Items listed in a dataset
-- -- --

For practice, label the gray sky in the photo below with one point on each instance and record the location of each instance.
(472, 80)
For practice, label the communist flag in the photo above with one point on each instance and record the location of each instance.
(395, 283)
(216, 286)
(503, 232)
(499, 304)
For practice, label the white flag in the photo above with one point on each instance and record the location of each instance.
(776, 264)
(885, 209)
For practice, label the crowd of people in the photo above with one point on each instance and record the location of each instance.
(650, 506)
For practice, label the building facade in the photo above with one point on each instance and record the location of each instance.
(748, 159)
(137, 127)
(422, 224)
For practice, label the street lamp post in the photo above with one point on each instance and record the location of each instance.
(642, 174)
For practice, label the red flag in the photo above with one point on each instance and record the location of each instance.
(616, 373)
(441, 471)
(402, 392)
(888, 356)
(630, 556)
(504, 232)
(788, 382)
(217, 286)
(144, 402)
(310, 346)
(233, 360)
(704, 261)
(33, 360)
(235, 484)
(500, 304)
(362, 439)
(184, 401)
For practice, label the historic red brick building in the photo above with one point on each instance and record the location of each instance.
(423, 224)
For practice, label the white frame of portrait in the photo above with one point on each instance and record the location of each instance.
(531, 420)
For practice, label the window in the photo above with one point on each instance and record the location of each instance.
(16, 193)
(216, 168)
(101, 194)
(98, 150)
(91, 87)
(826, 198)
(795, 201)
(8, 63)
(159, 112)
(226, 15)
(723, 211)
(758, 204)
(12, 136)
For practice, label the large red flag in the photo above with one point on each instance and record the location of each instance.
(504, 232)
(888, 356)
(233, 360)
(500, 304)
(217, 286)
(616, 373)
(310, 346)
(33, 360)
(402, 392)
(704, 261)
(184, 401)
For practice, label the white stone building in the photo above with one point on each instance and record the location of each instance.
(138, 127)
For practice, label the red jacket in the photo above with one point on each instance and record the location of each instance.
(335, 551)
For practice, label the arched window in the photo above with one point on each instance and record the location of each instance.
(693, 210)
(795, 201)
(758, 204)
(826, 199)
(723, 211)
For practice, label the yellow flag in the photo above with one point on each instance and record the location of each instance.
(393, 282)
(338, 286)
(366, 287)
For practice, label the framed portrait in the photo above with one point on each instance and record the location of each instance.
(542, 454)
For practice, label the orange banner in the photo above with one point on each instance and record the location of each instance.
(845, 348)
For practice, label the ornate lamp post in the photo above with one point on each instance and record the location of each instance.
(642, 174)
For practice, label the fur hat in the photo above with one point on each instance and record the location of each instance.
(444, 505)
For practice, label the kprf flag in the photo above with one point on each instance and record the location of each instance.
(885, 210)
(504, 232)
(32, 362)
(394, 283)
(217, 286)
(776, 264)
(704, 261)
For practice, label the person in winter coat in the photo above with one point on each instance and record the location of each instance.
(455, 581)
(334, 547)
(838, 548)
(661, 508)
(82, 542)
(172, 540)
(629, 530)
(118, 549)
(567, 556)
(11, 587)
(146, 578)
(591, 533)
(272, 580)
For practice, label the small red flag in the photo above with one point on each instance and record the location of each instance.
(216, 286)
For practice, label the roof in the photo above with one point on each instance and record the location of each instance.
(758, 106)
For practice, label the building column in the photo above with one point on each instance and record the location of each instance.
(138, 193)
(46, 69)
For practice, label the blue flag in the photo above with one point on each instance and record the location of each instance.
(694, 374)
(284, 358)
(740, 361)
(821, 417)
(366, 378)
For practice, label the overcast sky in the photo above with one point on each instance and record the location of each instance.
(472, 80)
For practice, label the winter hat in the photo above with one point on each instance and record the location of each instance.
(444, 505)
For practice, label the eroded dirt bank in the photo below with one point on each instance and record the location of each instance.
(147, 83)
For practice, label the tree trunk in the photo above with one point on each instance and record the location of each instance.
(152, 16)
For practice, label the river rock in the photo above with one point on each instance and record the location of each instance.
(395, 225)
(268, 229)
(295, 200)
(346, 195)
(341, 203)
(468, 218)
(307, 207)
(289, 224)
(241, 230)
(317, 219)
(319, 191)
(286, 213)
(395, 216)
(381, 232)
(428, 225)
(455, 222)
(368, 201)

-- -- --

▶ _WHAT YOU NEED TO DO_:
Write the data back out verbatim.

▶ _TASK SOLUTION_:
For practice, label the gray sky in the photo below with one point on each instance and record the location of each instance.
(472, 80)
For practice, label the communist flag in the photo above with one point on each instance and record the location of each instance.
(395, 283)
(216, 286)
(503, 232)
(499, 304)
For practice, label the white flag in the photo above with one point on each instance and record the location of each instance.
(776, 264)
(885, 209)
For practice, label the crowd of people in the photo above with one point on each instance and record the location of each instance.
(650, 506)
For practice, label the building facade in the photo above with one point on each instance and record the location of each instance.
(748, 159)
(137, 127)
(422, 224)
For practice, label the street lamp post in the photo above with one point on each instance and record the location of each instance.
(642, 174)
For practice, label the red flag in the photo above with one point on each instance and record the location of each instance.
(616, 373)
(441, 471)
(402, 392)
(888, 356)
(630, 556)
(504, 232)
(788, 382)
(217, 286)
(144, 402)
(310, 346)
(233, 360)
(704, 261)
(33, 360)
(235, 484)
(500, 304)
(362, 439)
(184, 401)
For practice, label the historic red brick building in the photo above with one point on each instance and record the location of each instance.
(423, 224)
For practice, label the white frame of portrait in the photo above with one point on each instance and record the location of each instance.
(531, 420)
For practice, label the window in the photo above with one point on each instance and record the location of each instance.
(16, 193)
(216, 168)
(101, 194)
(98, 150)
(91, 87)
(826, 198)
(795, 201)
(8, 63)
(159, 112)
(226, 15)
(723, 211)
(758, 204)
(12, 136)
For practice, label the large red flag in the photo above with one point on each instance and record the location of each instance.
(504, 232)
(888, 356)
(233, 360)
(500, 304)
(217, 286)
(616, 373)
(310, 346)
(33, 360)
(402, 392)
(704, 261)
(184, 401)
For practice, label the white stone building in the photo above with one point on each instance and record the location of each instance.
(138, 127)
For practice, label the red jacket in the photo above with one point on each instance and record the location of each instance.
(335, 551)
For practice, label the arched window in the photo above with one point on each instance and record the location of each instance.
(693, 210)
(795, 201)
(758, 204)
(826, 199)
(723, 211)
For practice, label the yellow flag in the photo above with one point on each instance and record the location of each instance.
(393, 282)
(338, 286)
(366, 287)
For practice, label the framed portrait in the photo above with one point on each instance and record the location of each instance.
(542, 454)
For practice, label the orange banner in the photo above with one point on each instance and record the location of each instance.
(845, 348)
For practice, label the ornate lamp post in the photo above with one point on each instance and record the location of each instance.
(642, 174)
For practice, label the fur hat in the photo above with one point on each instance and record the location of each instance.
(444, 505)
For practice, label the kprf flag in the photo above with one point on each instance and record the location of each instance.
(885, 210)
(504, 232)
(32, 362)
(394, 283)
(217, 286)
(776, 264)
(704, 261)
For practice, label the person in winter coat in the photo above with one point on each instance and record the location of each instance.
(455, 581)
(334, 547)
(838, 548)
(661, 508)
(82, 542)
(172, 540)
(629, 530)
(118, 549)
(567, 556)
(11, 587)
(146, 578)
(591, 533)
(272, 580)
For practice, label the small red flag in the photo above with one point on each instance and record the location of each instance.
(216, 286)
For practice, label the roof in the photo above with one point on each instance and record the location of each instance.
(758, 106)
For practice, label the building column in the photo above with one point on each instance and record the location of each instance.
(138, 193)
(46, 69)
For practice, label the blue flag in the photo above with one point on each instance and record the location of each instance.
(694, 374)
(284, 358)
(740, 361)
(821, 417)
(366, 378)
For practice, label the overcast sky in the photo above with one point on each instance and record the location of each instance.
(472, 80)
For practice, label the winter hat in the photo above with one point on each instance and record the location of each instance.
(444, 505)
For practice, label the eroded dirt bank in the photo below with one point on each instance and record the location of each instance.
(147, 83)
For practice, label the tree trunk in the photo above with one point on each instance and record the location of each instance.
(152, 16)
For practice, label the river rock in the photo above with one point on each instance and record the location of each instance.
(395, 225)
(268, 229)
(295, 200)
(346, 195)
(341, 203)
(468, 218)
(307, 207)
(289, 224)
(241, 230)
(317, 219)
(319, 191)
(286, 213)
(395, 216)
(381, 232)
(428, 225)
(455, 222)
(368, 201)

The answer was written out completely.